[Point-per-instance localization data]
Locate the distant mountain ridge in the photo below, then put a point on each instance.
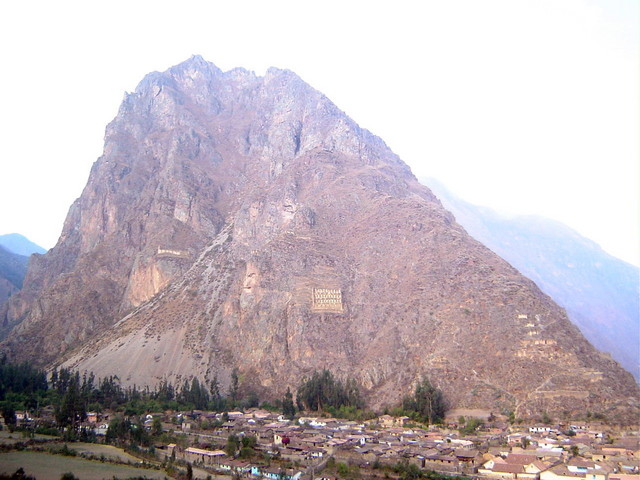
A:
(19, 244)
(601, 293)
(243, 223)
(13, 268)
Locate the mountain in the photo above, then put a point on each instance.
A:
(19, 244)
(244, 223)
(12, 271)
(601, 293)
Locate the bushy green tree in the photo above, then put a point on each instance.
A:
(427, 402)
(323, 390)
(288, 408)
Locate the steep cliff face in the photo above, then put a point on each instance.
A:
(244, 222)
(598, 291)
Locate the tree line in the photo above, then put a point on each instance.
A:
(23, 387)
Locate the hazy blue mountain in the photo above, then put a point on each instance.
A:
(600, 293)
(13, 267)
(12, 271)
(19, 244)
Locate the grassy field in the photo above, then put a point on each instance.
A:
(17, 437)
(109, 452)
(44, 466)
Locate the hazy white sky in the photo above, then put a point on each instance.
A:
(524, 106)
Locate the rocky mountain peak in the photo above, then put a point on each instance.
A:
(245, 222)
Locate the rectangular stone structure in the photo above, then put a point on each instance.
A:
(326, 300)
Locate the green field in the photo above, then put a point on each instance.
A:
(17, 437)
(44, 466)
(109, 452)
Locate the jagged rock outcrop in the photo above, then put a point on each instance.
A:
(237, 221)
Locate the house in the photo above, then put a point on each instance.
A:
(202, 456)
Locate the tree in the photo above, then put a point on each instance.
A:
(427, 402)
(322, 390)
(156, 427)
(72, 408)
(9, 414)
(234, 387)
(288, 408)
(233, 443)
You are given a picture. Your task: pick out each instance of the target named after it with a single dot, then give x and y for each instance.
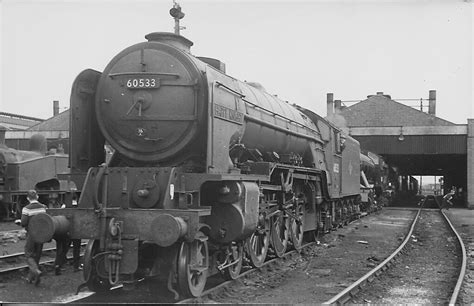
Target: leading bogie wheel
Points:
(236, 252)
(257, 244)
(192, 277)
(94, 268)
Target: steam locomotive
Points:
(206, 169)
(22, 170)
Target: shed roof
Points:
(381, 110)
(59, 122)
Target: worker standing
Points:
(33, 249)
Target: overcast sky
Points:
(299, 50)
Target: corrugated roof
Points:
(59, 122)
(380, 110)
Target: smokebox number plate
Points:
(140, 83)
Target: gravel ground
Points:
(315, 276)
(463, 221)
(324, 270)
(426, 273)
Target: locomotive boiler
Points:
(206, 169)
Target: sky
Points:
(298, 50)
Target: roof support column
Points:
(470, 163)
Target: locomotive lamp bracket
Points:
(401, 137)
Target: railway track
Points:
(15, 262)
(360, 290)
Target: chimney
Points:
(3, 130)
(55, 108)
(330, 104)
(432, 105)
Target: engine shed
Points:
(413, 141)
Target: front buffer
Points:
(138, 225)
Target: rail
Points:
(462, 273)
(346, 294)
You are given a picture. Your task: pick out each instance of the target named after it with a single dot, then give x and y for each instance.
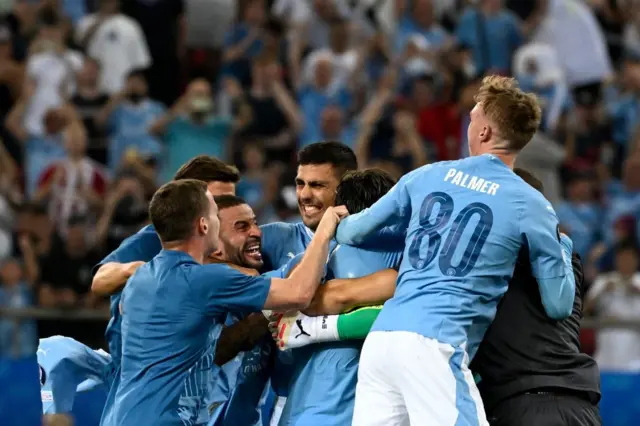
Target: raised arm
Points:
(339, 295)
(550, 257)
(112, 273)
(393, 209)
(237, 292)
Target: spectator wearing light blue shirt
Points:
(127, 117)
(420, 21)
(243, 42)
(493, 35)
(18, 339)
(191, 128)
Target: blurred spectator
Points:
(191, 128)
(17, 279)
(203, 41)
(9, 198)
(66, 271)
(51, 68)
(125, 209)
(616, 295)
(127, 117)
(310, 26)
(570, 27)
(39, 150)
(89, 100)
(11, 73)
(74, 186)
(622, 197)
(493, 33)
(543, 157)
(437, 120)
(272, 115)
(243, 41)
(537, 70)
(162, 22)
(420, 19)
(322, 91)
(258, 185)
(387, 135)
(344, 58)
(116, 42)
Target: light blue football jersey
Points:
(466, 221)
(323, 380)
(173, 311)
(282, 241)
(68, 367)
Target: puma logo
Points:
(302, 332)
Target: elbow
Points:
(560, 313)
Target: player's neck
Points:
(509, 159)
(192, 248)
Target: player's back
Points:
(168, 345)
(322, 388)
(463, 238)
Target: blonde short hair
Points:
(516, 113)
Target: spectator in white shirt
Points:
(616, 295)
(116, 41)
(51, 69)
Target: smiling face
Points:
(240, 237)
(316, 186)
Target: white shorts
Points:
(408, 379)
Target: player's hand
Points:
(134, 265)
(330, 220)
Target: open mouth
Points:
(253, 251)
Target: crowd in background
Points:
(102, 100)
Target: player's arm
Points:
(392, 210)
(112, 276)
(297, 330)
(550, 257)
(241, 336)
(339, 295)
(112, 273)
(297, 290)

- Requirement
Each line of the entries that contains the word "field" should be listed.

- Response area
Locate the grassy field in the photo above, then put a point on each instance.
Locate the green field in the photo above, then put a point on each instance.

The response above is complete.